== TEXTE DU DOCUMENT ==
Adossé à la frontière franco-genevoise, on trouve le pôle technologique d’Archamps, renommé aujourd’hui Archparc. Créé en 1989, il avait été imaginé comme résolument transfrontalier. Mais, en dépit de sa localisation très favorable, cette ambition ne s’est pas pleinement réalisée. Dans le secteur du numérique, on peut mentionner le pôle d’Izarbel localisé à Bidart au Pays basque français, mais son activité n’est pas principalement tournée vers les relations transfrontalières avec le Pays basque espagnol.

Aujourd’hui, la réalisation paraissant la plus prometteuse qui correspond à la définition d’une technopole transfrontalière tournée vers le futur, est le « corridor quantique » (Quantum Corridor) créé entre la Línea de la Concepción et Gibraltar, associant notamment le port d’Algésiras et le parc technologique d’Andalousie à Málaga dans le domaine de la Quatrième Révolution industrielle, avec de fortes connexions avec Murcie, Aix-en-Provence… et Genève !

Comment transformer une région transfrontalière en modèle d’innovation technologique ?

Comment transformer une zone frontalière historiquement contestée et économiquement déséquilibrée en un modèle d’innovation transfrontalière et de développement durable ?

Le Centre de la 4e Révolution Industrielle La Línea–Gibraltar (LLG4IR) a été conçu comme une initiative pionnière. Il repose sur le développement transfrontalier des technologies de la Révolution Industrielle 4.0, telles que l’Intelligence artificielle (IA), la blockchain, l’informatique quantique, l’Internet des objets connectés (IoT), les technologies spatiales (satellites d’émissions-réceptions) et la cybersécurité.

== DONNÉES ENREGISTRÉES ==

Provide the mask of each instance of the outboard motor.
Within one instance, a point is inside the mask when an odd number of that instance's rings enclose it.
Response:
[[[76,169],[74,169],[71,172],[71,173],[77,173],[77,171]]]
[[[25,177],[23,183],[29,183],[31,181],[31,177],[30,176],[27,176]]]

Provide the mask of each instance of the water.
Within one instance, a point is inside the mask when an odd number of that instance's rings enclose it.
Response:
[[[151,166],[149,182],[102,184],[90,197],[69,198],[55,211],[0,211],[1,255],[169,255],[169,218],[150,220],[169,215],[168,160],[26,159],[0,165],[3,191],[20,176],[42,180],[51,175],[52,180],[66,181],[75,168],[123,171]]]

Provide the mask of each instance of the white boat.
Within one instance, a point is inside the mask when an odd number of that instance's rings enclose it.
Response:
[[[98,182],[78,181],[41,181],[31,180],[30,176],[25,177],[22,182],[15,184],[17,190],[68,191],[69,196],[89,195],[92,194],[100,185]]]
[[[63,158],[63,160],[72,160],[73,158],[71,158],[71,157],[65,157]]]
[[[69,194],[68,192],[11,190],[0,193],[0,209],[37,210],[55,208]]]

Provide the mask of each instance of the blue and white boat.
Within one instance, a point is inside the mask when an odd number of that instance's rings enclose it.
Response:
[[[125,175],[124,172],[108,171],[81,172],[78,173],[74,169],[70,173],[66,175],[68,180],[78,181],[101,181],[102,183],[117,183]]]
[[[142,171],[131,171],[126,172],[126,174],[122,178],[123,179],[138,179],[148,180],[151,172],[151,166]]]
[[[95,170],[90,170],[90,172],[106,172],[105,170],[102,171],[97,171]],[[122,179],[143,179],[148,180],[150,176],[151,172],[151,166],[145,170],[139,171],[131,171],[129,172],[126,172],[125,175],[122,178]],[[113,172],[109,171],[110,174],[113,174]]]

== À FAIRE ==
Poursuivez le texte sur les technopoles transfrontalières à partir de sa dernière phrase. Le matériel ci-dessus ne joue aucun rôle ici.

== RÉPONSE ATTENDUE ==
Le Centre ambitionne de repositionner cette région comme un pôle de progrès technologique, de création d’emplois et de coopération transfrontalière fondée sur la paix. Il peut être une source d’inspiration pour d’autres régions transfrontalières en Europe.

Pour mémoire…

Gibraltar (6,8 km2 et 33’000 h.) est un morceau de territoire exigu et prospère (fiscalité avantageuse, services financiers, tourisme) au bout d’une péninsule espagnole. Il est britannique depuis 1704, ce que l’Espagne n’a jamais reconnu. En face, La Línea est une ville de 65’000 h., construite sur la « ligne » de défense contre Gibraltar. Son économie est lourdement pénalisée par un manque d’industries et un chômage élevé. 10’000 à 15’000 habitants sont des frontaliers qui travaillent à Gibraltar.

Un accord de base flexible et évolutif

Transformer une région frontalière historiquement sensible et sous-développée en un corridor d’innovation technologique exige du courage politique, une confiance transfrontalière et un savoir-faire technologique. Ce dernier a été amené par la société genevoise WISeKey, en partenariat avec la Fondation genevoise OISTE garante d’une éthique numérique au service de l’humain. Elles ont proposé aux autorités des deux côtés de la frontière de créer et développer entre elles un centre LLG4IR de 4e Révolution industrielle.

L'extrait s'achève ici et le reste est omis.